> [YOUR GOAL]:
Set down the entries again word for word, without any of the images.

> [SUPPLIED DATA]:

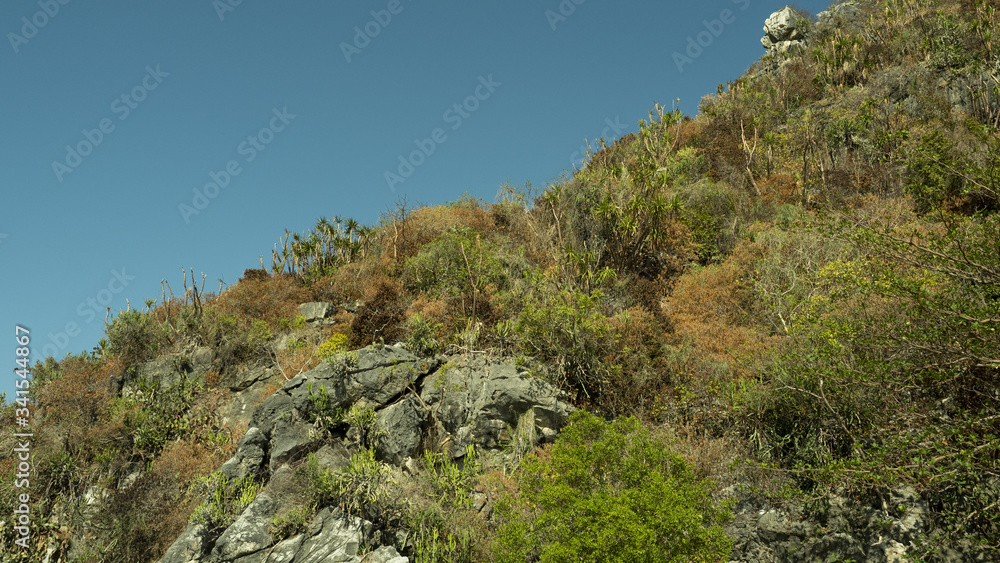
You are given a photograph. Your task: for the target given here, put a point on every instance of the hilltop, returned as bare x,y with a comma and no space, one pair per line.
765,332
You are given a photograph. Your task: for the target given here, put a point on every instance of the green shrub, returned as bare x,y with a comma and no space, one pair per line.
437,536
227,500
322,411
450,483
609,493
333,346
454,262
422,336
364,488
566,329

> [SOLUTION FOR THIS PROBLEM]:
You are given a photograph. Your task: for the target given here, put a point on every instance of the hilltop, returned as bare x,y with a comma and no space, one pair per line.
765,332
You are given a photograph. Your task: for the target given here, put a point on every instance of the green shrub, returned as bare x,y with a comma and no space, one pair per line.
437,536
227,500
322,411
450,483
609,493
333,346
454,262
422,336
364,488
566,329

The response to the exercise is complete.